A autora começa citando trechos de uma entrevista com a doutora ­Jacqueline Scholz, diretora do programa de tratamento ao tabagismo do Instituto do Coração da Faculdade de Medicina da USP (Incor), uma das pesquisadoras com a maior experiência entre nós.

Veja também: Cigarro eletrônico na adolescência

Ela afirma: “Sintomas que levavam anos para surgir em fumantes tradicionais, como acordar no meio da madrugada com vontade de fumar, aparecem nos consumidores de vapes apenas alguns meses após o início do uso”.

Em seguida, Mariana Ceci resume os principais estudos sobre a prevalência do uso de eletrônicos realizados no Brasil, que reproduzo abaixo em números arredondados:

1. Segundo o Levantamento Nacional de Álcool e Drogas (Lenad) divulgado em junho de 2025, já experimentaram cigarros eletrônicos 11% dos adolescentes, proporção que cai para 9% entre os adultos. Na faixa de 18 a 24 anos, esse número sobe para 25%.

= = =

▶ _Aplicando a leitura_:
1. Responda às perguntas abaixo com base no trecho sobre cigarros eletrônicos.
(a) Que cargo a doutora Jacqueline Scholz ocupa no Incor?
(b) Em que mês e ano foi divulgado o Levantamento Nacional de Álcool e Drogas citado?
(c) Segundo esse levantamento, que porcentagem das pessoas de 18 a 24 anos já experimentou cigarros eletrônicos?
2. Escreva uma continuação para o trecho sobre cigarros eletrônicos, começando logo depois da última frase mostrada.

= = =

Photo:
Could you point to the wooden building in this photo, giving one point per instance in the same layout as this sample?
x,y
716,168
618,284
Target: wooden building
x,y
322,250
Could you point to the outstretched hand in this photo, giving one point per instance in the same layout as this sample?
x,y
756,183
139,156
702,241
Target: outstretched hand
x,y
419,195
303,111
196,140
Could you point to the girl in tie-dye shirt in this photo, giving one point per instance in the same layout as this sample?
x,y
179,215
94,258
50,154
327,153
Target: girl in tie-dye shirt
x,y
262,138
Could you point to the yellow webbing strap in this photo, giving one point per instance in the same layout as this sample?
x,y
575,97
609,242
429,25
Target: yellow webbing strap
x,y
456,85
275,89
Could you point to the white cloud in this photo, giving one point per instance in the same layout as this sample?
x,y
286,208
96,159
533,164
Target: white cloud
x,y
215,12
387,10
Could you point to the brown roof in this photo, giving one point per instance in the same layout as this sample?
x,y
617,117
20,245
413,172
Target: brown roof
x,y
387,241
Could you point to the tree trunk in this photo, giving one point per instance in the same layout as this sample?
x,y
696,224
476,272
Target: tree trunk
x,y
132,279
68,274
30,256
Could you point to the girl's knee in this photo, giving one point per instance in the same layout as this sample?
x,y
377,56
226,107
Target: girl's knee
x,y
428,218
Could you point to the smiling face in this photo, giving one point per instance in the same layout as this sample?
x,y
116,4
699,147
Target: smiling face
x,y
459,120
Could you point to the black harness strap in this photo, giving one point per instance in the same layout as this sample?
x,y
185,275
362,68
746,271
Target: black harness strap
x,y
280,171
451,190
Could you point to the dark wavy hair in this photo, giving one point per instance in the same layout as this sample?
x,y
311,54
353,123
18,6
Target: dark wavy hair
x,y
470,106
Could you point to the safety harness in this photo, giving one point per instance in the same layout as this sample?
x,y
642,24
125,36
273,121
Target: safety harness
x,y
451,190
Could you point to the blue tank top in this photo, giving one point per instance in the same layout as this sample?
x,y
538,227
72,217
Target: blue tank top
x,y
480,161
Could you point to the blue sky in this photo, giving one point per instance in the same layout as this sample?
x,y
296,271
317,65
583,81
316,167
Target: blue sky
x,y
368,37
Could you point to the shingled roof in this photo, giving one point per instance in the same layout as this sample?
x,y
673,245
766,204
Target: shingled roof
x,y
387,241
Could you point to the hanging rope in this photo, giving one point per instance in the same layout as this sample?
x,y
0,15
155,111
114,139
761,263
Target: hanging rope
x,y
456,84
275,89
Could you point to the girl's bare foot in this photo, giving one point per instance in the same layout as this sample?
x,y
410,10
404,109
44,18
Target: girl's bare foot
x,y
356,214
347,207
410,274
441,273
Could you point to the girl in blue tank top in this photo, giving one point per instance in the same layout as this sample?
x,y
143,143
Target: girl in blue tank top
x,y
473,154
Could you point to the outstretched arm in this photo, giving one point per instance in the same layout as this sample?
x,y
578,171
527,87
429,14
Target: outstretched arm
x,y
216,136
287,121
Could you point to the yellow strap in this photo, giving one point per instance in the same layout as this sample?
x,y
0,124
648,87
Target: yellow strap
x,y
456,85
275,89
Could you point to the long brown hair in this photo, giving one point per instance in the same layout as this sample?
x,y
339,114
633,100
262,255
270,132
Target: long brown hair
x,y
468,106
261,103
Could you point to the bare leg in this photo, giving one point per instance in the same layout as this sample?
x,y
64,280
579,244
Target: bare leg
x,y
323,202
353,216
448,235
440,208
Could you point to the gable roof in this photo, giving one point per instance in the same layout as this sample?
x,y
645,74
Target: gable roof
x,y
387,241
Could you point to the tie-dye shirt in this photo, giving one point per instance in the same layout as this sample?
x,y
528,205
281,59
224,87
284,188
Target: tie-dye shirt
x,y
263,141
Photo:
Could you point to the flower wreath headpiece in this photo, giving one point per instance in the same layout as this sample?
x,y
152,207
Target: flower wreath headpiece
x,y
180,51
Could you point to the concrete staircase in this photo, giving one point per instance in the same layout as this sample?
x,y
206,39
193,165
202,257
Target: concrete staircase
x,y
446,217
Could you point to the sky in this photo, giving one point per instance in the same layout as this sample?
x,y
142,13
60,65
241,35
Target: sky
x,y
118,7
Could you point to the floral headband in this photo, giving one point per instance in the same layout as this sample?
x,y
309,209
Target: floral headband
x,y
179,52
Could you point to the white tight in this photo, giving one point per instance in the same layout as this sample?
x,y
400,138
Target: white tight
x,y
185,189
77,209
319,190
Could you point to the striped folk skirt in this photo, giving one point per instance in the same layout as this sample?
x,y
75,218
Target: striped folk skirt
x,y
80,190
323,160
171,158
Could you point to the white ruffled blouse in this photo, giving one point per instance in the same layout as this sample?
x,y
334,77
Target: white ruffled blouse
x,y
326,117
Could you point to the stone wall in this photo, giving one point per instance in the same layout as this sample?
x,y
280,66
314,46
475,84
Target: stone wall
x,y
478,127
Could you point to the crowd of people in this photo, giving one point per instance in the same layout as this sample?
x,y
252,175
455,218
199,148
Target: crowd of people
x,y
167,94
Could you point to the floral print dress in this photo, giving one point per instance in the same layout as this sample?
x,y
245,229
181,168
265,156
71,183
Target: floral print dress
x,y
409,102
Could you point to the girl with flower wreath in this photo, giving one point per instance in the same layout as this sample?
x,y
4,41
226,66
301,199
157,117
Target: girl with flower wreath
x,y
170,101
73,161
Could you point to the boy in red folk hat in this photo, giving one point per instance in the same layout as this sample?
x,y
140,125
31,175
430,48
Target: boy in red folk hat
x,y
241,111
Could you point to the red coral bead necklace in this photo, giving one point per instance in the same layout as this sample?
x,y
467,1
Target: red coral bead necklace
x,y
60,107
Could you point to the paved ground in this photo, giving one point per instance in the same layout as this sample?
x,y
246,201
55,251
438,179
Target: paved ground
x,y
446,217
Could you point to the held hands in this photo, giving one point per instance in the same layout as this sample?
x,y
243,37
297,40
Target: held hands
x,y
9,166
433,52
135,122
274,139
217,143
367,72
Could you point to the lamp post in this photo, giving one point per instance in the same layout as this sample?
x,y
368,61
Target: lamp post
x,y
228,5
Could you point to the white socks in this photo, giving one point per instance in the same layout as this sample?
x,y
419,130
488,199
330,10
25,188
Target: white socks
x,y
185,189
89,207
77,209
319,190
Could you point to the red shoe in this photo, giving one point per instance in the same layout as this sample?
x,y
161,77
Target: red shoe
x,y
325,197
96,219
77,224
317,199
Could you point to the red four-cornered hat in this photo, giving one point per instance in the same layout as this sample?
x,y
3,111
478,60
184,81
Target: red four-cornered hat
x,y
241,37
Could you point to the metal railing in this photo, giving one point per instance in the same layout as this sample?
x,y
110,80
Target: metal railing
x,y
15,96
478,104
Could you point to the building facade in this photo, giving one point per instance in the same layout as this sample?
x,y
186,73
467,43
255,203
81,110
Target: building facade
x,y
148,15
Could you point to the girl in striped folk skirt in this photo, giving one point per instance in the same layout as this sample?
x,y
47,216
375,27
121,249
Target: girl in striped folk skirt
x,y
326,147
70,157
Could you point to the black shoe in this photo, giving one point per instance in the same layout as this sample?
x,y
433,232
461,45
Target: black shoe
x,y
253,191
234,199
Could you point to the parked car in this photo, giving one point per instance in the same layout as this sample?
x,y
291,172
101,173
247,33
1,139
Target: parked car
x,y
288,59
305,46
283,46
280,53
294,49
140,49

= = =

▶ _Respostas por tarefa_:
1.
(a) Diretora do programa de tratamento ao tabagismo do Instituto do Coração da Faculdade de Medicina da USP.
(b) Junho de 2025.
(c) 25%.

2.
2. Na mesma faixa etária, continuaram a fumar eletrônicos 76% daqueles que o experimentaram.

3. De acordo com o Lenad, 91% dos brasileiros nunca experimentaram eletrônicos e 17% nem sabiam que eles existem.

4. A Agência Nacional de Vigilância Sanitária (Anvisa) calcula que há no Brasil cerca de 26,8 milhões de pessoas que fumam algum dispositivo que libera nicotina. A proporção é de dois fumantes de vapes para oito de cigarros comuns.

5. O uso de tabaco na gestação quase duplicou entre 2013 e 2019.

6. O Lenad considera a nicotina administrada pelos vapes a única droga – lícita ou ilícita – com maior proporção de usuários do sexo feminino, entre os adolescentes.

7. A Pesquisa Nacional de Saúde (PNS) mostrou que 70% dos usuários estão na faixa de 15 a 24 anos.

Os eletrônicos foram lançados com a justificativa de que auxiliariam fumantes a se livrar dos malefícios do cigarro comum.

Quando li os primeiros artigos científicos usados para fazer tal afirmação, não encontrei justificativa, tantos eram os problemas na seleção dos participantes e os vieses estatísticos.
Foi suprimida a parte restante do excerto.